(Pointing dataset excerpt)
-.-.-

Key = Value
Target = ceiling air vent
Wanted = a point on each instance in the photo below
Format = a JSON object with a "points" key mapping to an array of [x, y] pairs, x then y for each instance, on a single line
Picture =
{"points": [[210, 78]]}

-.-.-

*Exercise aim:*
Please rewrite the material with "ceiling air vent" changed to "overhead air vent", leaving everything else as it is.

*Reply to the exercise:*
Key = Value
Target = overhead air vent
Wanted = a point on each instance in the photo below
Format = a JSON object with a "points" key mapping to an array of [x, y] pairs, x then y for each instance, on a single line
Picture =
{"points": [[210, 78]]}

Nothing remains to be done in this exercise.